# The task
Reproduce word for word the lines from the one containing "Target: submerged rock" through the last line of the items, both ends included.

——————

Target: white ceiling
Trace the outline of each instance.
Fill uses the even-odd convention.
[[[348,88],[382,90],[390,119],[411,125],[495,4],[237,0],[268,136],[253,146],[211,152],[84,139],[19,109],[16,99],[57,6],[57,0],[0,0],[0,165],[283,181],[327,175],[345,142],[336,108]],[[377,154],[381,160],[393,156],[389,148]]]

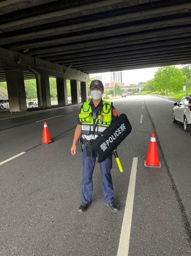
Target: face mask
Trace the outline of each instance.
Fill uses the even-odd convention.
[[[90,92],[90,95],[94,100],[99,100],[102,97],[102,93],[98,90],[94,90]]]

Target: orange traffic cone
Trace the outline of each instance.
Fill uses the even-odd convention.
[[[47,123],[46,122],[44,122],[41,143],[48,144],[48,143],[50,143],[51,142],[48,129]]]
[[[146,167],[161,167],[161,163],[158,158],[155,135],[154,133],[151,134],[147,158],[145,161],[144,165]]]

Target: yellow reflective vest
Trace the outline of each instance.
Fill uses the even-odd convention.
[[[112,121],[112,102],[103,100],[101,111],[93,122],[93,112],[90,101],[84,102],[79,115],[80,121],[82,123],[82,138],[87,141],[94,139],[111,123]],[[101,106],[101,108],[102,108]],[[103,120],[101,116],[103,116]],[[94,134],[93,125],[97,124]]]

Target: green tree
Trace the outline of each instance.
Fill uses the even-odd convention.
[[[120,95],[121,93],[121,89],[120,86],[117,83],[115,83],[115,95]]]
[[[187,77],[182,71],[175,66],[159,68],[154,75],[154,87],[158,91],[168,91],[179,92],[186,81]]]
[[[7,90],[7,83],[6,82],[0,82],[0,87],[3,89]]]
[[[191,79],[188,79],[185,83],[186,87],[191,87]]]
[[[187,65],[181,69],[183,75],[185,75],[188,79],[191,78],[191,67]]]
[[[35,79],[29,79],[25,80],[25,92],[27,99],[36,98],[37,93]]]
[[[50,77],[49,78],[49,83],[50,84],[50,97],[53,98],[53,100],[54,102],[54,100],[57,100],[57,89],[56,78],[54,77]]]
[[[68,92],[68,97],[71,97],[71,87],[70,87],[70,80],[66,80],[67,85],[67,91]]]

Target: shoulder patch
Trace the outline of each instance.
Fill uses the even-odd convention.
[[[113,115],[115,116],[115,117],[116,117],[117,116],[117,112],[116,109],[113,109],[112,112]]]

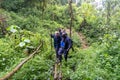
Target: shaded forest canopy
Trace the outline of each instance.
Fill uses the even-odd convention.
[[[119,80],[119,22],[119,0],[0,0],[0,78],[41,39],[41,51],[11,79],[53,80],[55,51],[49,35],[65,28],[72,30],[75,51],[67,67],[63,60],[63,80]]]

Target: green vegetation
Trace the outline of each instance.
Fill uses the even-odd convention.
[[[63,80],[120,79],[120,3],[101,1],[102,8],[91,4],[94,0],[72,4],[75,51],[70,50],[68,66],[63,60]],[[53,80],[55,51],[50,34],[58,28],[69,28],[70,20],[67,0],[0,0],[0,78],[43,40],[41,51],[11,79]],[[82,48],[79,33],[85,36],[88,48]]]

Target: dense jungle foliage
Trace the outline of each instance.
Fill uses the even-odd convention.
[[[10,80],[53,80],[55,51],[50,34],[69,29],[68,1],[0,0],[0,78],[42,40],[41,50]],[[70,50],[67,66],[63,60],[63,80],[120,80],[119,0],[72,0],[72,15],[75,51]],[[85,36],[85,49],[79,33]]]

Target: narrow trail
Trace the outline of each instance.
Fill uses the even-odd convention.
[[[70,30],[69,30],[69,29],[65,29],[65,30],[66,30],[66,32],[67,32],[68,34],[70,33]],[[74,33],[74,32],[72,31],[72,33]],[[88,46],[88,43],[87,43],[87,41],[86,41],[85,36],[84,36],[81,32],[75,32],[75,33],[77,33],[77,35],[79,36],[82,49],[87,49],[89,46]],[[72,34],[72,35],[73,35],[73,34]]]

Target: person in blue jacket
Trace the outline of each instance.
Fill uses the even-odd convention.
[[[61,37],[58,31],[55,32],[55,34],[51,34],[51,38],[54,39],[54,49],[56,52],[56,58],[58,58],[58,51],[60,48],[60,42],[61,42]]]
[[[60,49],[58,51],[59,61],[62,61],[62,54],[64,54],[65,61],[67,61],[68,52],[72,46],[72,40],[67,36],[67,33],[62,34]]]

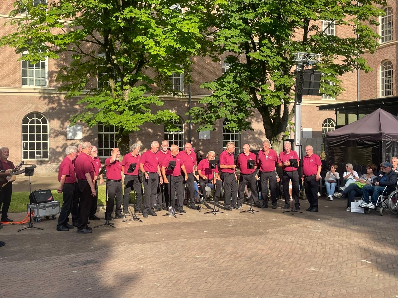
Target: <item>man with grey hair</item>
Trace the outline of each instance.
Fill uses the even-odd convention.
[[[130,193],[135,191],[135,211],[141,212],[142,203],[142,182],[140,178],[139,170],[141,155],[140,150],[141,144],[135,143],[130,146],[130,153],[123,157],[122,170],[125,174],[125,190],[123,195],[123,213],[130,214],[129,211],[129,201]]]
[[[156,154],[159,149],[159,142],[152,142],[150,149],[142,153],[140,161],[140,170],[144,173],[144,210],[142,216],[156,216],[153,204],[158,193],[158,185],[163,183],[160,173],[159,159]]]
[[[236,205],[238,195],[238,182],[235,174],[236,167],[234,158],[235,143],[228,142],[225,146],[225,150],[220,155],[220,169],[222,172],[224,180],[224,195],[225,196],[226,210],[240,209]],[[240,207],[241,208],[241,207]]]
[[[72,203],[74,192],[76,174],[74,170],[73,160],[77,155],[77,147],[68,146],[65,150],[66,157],[59,165],[58,170],[58,181],[60,183],[57,190],[59,193],[63,194],[64,203],[58,217],[57,226],[57,231],[68,231],[74,228],[72,224],[68,223],[69,215],[72,210]]]

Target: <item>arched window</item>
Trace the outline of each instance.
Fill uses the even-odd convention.
[[[325,119],[325,121],[322,123],[322,137],[325,137],[326,136],[326,133],[328,132],[331,132],[334,130],[334,128],[336,126],[336,122],[331,118],[328,118]]]
[[[227,129],[225,128],[226,124],[226,120],[224,120],[222,123],[222,148],[225,149],[228,142],[234,142],[236,148],[235,153],[239,153],[240,150],[240,132]]]
[[[22,120],[22,159],[48,159],[49,125],[42,114],[28,114]]]
[[[117,143],[117,130],[113,125],[108,126],[103,123],[98,124],[98,157],[109,157],[112,148],[116,148]]]
[[[381,43],[386,43],[392,40],[392,8],[388,6],[383,10],[385,14],[380,19],[380,35]]]
[[[391,61],[385,61],[380,67],[380,96],[382,97],[392,95],[392,70]]]
[[[179,129],[178,132],[168,132],[164,131],[164,139],[169,142],[169,146],[177,145],[180,151],[184,150],[184,124],[180,118],[178,121],[174,120],[171,123]]]

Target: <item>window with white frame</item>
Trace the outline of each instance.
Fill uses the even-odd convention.
[[[325,137],[326,133],[334,130],[336,122],[331,118],[328,118],[322,123],[322,137]]]
[[[322,20],[321,21],[321,25],[322,32],[326,35],[336,35],[336,25],[334,21]]]
[[[22,55],[28,54],[27,51]],[[22,86],[40,87],[47,86],[48,58],[33,64],[31,61],[21,61],[21,80]]]
[[[22,120],[22,159],[48,159],[48,121],[40,113],[31,113]]]
[[[117,145],[117,130],[116,126],[98,124],[98,157],[109,157],[112,149]]]
[[[385,14],[380,17],[380,35],[381,43],[392,40],[392,8],[388,6],[383,10]]]
[[[164,139],[169,142],[169,145],[173,144],[178,146],[180,151],[184,150],[184,124],[182,120],[179,119],[178,121],[172,120],[171,123],[179,129],[178,132],[168,132],[164,131]]]
[[[240,132],[238,130],[230,130],[225,128],[226,120],[224,120],[222,123],[222,148],[225,149],[225,146],[228,142],[235,143],[235,147],[236,148],[236,153],[239,153],[240,148]]]
[[[167,79],[171,84],[170,89],[174,91],[184,92],[184,74],[173,72],[168,75]]]
[[[391,61],[386,61],[380,66],[380,96],[381,97],[392,95],[392,63]]]

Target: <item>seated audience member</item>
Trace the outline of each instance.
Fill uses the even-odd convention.
[[[357,179],[359,177],[358,176],[358,173],[353,170],[353,167],[352,164],[347,163],[345,165],[345,171],[343,174],[343,178],[344,180],[345,184],[344,186],[340,188],[341,190],[344,190],[345,188],[349,185],[351,183],[353,183],[357,181]]]
[[[360,207],[376,209],[376,203],[378,196],[381,194],[386,186],[389,187],[392,191],[396,189],[397,183],[396,173],[392,170],[392,165],[391,163],[386,162],[383,164],[383,173],[379,174],[373,180],[373,185],[365,185],[363,187],[362,197],[363,201],[359,205]],[[369,202],[369,196],[371,195],[371,201]]]
[[[351,211],[351,203],[354,201],[355,197],[361,197],[363,193],[363,188],[365,185],[371,185],[376,178],[374,173],[377,168],[376,165],[370,163],[366,166],[366,174],[363,174],[354,183],[351,183],[341,192],[334,194],[336,197],[341,197],[345,195],[348,195],[348,207],[347,211]]]
[[[336,172],[337,168],[337,165],[332,164],[330,167],[330,170],[326,173],[326,176],[325,176],[325,186],[326,186],[326,191],[329,201],[333,200],[334,188],[340,179],[340,175]]]

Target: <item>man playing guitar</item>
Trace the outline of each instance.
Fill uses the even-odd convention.
[[[0,168],[3,170],[9,172],[7,170],[11,170],[15,168],[12,162],[8,160],[10,155],[10,149],[7,147],[1,148],[1,158],[0,159]],[[16,168],[17,170],[19,170],[21,167],[18,166]],[[7,173],[8,174],[8,173]],[[0,221],[11,223],[13,221],[8,217],[8,208],[11,203],[11,196],[12,195],[12,182],[10,182],[4,186],[0,190],[0,207],[3,205],[2,209],[1,219]]]

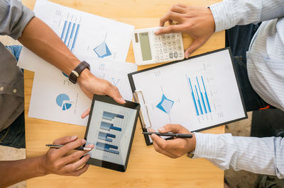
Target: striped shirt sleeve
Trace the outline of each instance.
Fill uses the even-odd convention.
[[[284,16],[283,0],[224,0],[209,8],[215,32]]]
[[[204,158],[222,170],[233,168],[284,178],[284,139],[195,133],[194,158]]]

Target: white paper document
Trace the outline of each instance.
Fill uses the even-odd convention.
[[[155,130],[172,123],[196,131],[246,117],[228,49],[132,77]]]
[[[93,74],[111,82],[124,99],[132,100],[127,74],[136,71],[137,65],[88,57],[79,59],[89,62]],[[70,83],[56,68],[51,66],[36,72],[28,117],[86,126],[87,118],[81,119],[81,114],[91,104],[79,85]]]
[[[65,7],[45,0],[36,1],[36,16],[48,24],[77,57],[124,61],[134,26]],[[50,66],[23,47],[18,66],[36,71]]]

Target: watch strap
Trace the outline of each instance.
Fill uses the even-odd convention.
[[[79,76],[86,68],[89,70],[89,64],[85,61],[80,62],[76,66],[76,68],[71,71],[70,75],[69,75],[69,80],[70,81],[70,82],[76,83],[77,79],[78,78]]]

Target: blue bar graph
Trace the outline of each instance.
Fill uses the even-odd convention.
[[[207,102],[207,106],[208,106],[208,108],[209,108],[209,112],[211,112],[210,104],[209,103],[209,100],[208,100],[208,96],[207,96],[207,92],[206,91],[205,85],[204,84],[203,76],[201,76],[201,79],[202,80],[203,87],[204,87],[204,88],[205,98],[206,98],[206,101]]]
[[[62,32],[61,33],[61,37],[60,37],[61,40],[63,40],[63,35],[64,35],[64,33],[65,33],[65,30],[66,30],[66,25],[67,25],[67,20],[65,20],[64,22],[64,26],[63,26]]]
[[[200,95],[201,95],[201,100],[202,100],[203,107],[204,107],[204,110],[205,110],[205,114],[207,114],[207,110],[206,109],[205,102],[204,102],[204,98],[203,98],[203,93],[201,92],[201,90],[200,90],[200,83],[199,83],[198,79],[197,79],[197,76],[196,76],[196,81],[197,82],[198,88],[200,89]]]
[[[197,102],[198,102],[198,105],[200,106],[200,112],[201,112],[201,114],[203,114],[203,110],[202,110],[202,107],[201,107],[200,95],[198,95],[198,91],[197,91],[197,89],[196,88],[196,85],[195,85],[195,86],[196,94],[197,95]]]
[[[195,93],[193,92],[192,86],[191,85],[191,81],[190,81],[190,78],[188,78],[188,81],[190,81],[190,84],[191,95],[192,96],[193,102],[195,103],[196,114],[197,114],[197,116],[199,116],[200,115],[200,112],[198,112],[197,105],[196,105]]]
[[[67,32],[66,32],[66,34],[65,34],[65,37],[64,39],[64,44],[65,44],[65,45],[66,45],[66,42],[67,42],[67,37],[68,37],[68,35],[69,35],[69,31],[70,30],[70,26],[71,26],[71,22],[69,22],[68,28],[67,28]]]
[[[114,134],[112,134],[101,132],[101,131],[99,132],[99,136],[98,136],[99,139],[101,139],[101,140],[103,140],[103,141],[109,141],[109,142],[112,142],[112,139],[109,139],[108,137],[111,137],[111,138],[115,139],[116,136]]]
[[[119,151],[113,150],[111,148],[117,150],[119,148],[119,147],[116,146],[104,143],[98,142],[98,141],[96,143],[96,149],[107,151],[107,152],[117,154],[117,155],[119,154]]]
[[[120,119],[124,119],[124,116],[121,115],[121,114],[117,114],[109,112],[104,111],[102,114],[102,118],[104,119],[110,120],[111,121],[114,117],[120,118]]]
[[[109,131],[110,129],[116,130],[121,131],[121,128],[114,127],[113,124],[102,122],[101,122],[101,129],[106,131]]]
[[[74,37],[73,43],[72,44],[71,52],[73,52],[73,50],[74,50],[74,47],[75,46],[75,43],[76,43],[76,40],[77,40],[77,36],[78,35],[79,28],[80,28],[80,24],[77,24],[75,36]]]
[[[190,90],[191,95],[192,97],[192,100],[195,107],[197,115],[200,116],[207,113],[210,113],[212,112],[210,107],[210,103],[209,102],[208,95],[203,80],[203,76],[201,76],[199,79],[197,76],[195,76],[196,78],[195,83],[192,83],[190,78],[187,77],[187,78],[188,78],[189,88]],[[200,78],[202,81],[202,85],[200,84]]]
[[[74,51],[80,25],[79,23],[72,23],[71,21],[65,20],[64,22],[60,39],[64,42],[64,44],[65,44],[71,52]]]

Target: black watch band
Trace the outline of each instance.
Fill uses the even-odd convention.
[[[69,80],[73,83],[77,83],[77,79],[84,69],[89,70],[89,64],[85,61],[82,61],[69,75]]]

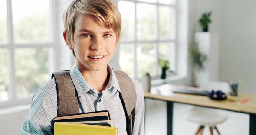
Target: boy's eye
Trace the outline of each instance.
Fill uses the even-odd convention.
[[[84,37],[90,37],[90,35],[88,34],[85,34],[83,35]]]
[[[104,37],[105,38],[108,38],[110,36],[110,35],[109,34],[105,34]]]

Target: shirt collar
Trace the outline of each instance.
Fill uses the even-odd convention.
[[[104,90],[108,90],[114,87],[115,88],[114,89],[116,89],[121,92],[119,85],[114,71],[109,65],[108,65],[107,70],[110,73],[109,80]],[[74,85],[79,93],[87,93],[90,90],[94,90],[93,87],[84,78],[77,67],[76,62],[70,69],[70,74]]]

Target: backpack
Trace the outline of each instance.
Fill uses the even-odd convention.
[[[119,92],[119,96],[126,118],[127,134],[132,135],[137,100],[135,87],[131,80],[125,73],[119,70],[114,70],[114,72],[121,91]],[[53,73],[52,78],[54,77],[58,97],[57,116],[78,113],[77,92],[71,80],[69,71]]]

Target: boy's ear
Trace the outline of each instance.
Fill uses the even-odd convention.
[[[63,32],[63,37],[64,38],[64,40],[65,40],[66,44],[67,44],[67,45],[68,45],[68,46],[69,47],[69,49],[70,50],[73,50],[74,48],[73,48],[72,45],[70,45],[70,43],[69,42],[69,40],[68,39],[68,33],[65,30]]]

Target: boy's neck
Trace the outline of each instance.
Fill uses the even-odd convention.
[[[102,91],[106,88],[109,80],[110,74],[107,68],[105,70],[94,71],[79,67],[79,65],[78,67],[86,81],[102,94]]]

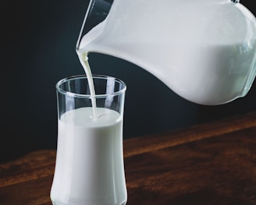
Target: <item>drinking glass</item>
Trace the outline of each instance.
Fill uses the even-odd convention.
[[[90,95],[86,76],[65,78],[56,84],[54,205],[124,205],[127,200],[123,154],[126,87],[112,76],[93,76],[93,81],[95,96]]]

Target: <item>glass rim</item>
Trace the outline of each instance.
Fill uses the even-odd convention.
[[[93,97],[94,97],[94,98],[106,97],[107,96],[116,96],[116,95],[119,95],[119,94],[124,93],[126,90],[126,84],[123,80],[121,80],[118,78],[110,76],[105,76],[105,75],[92,75],[92,77],[93,77],[93,79],[105,79],[105,80],[107,80],[108,78],[111,78],[111,79],[115,80],[115,81],[123,85],[123,87],[121,90],[113,92],[112,94],[96,94],[95,96],[93,96]],[[82,98],[91,98],[91,94],[76,94],[74,92],[69,92],[60,87],[60,85],[63,84],[64,83],[75,80],[75,79],[87,79],[87,75],[76,75],[76,76],[71,76],[69,77],[61,79],[55,84],[57,91],[62,94],[68,95],[68,96],[73,97],[82,97]]]

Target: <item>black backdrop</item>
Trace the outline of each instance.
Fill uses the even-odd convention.
[[[253,1],[241,2],[256,14]],[[88,0],[1,4],[0,162],[37,149],[55,149],[55,85],[63,77],[84,74],[75,45],[87,5]],[[181,98],[154,76],[122,59],[91,54],[90,64],[94,74],[113,76],[127,84],[124,138],[256,110],[255,84],[246,97],[202,106]]]

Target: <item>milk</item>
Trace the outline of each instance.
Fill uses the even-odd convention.
[[[256,30],[244,6],[224,2],[114,1],[78,50],[133,62],[190,101],[226,103],[244,96],[255,76]]]
[[[82,108],[59,120],[56,165],[51,191],[55,205],[120,205],[126,201],[123,117]]]

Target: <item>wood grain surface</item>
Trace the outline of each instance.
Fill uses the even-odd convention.
[[[123,144],[127,205],[256,204],[256,112]],[[0,164],[0,204],[52,204],[55,161],[38,150]]]

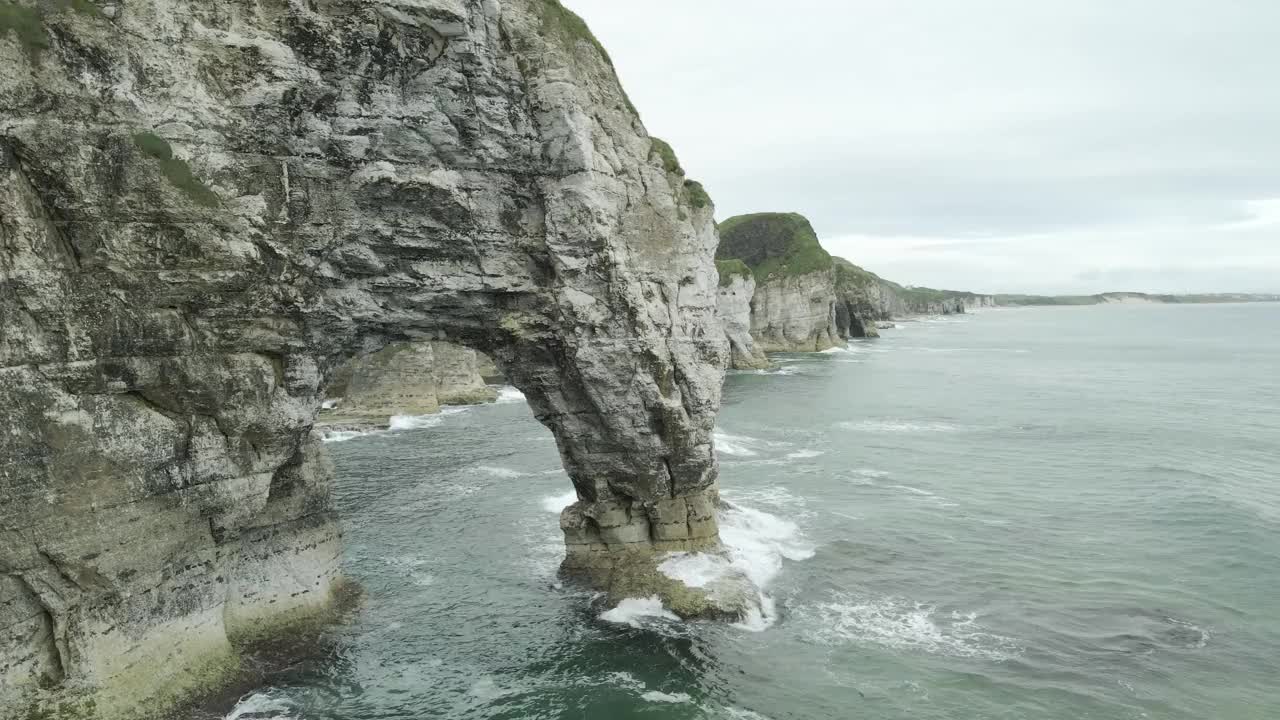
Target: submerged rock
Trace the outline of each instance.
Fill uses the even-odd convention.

——————

# Task output
Target: submerged rock
Trace the outline of each instance.
Fill uses the even-odd convention.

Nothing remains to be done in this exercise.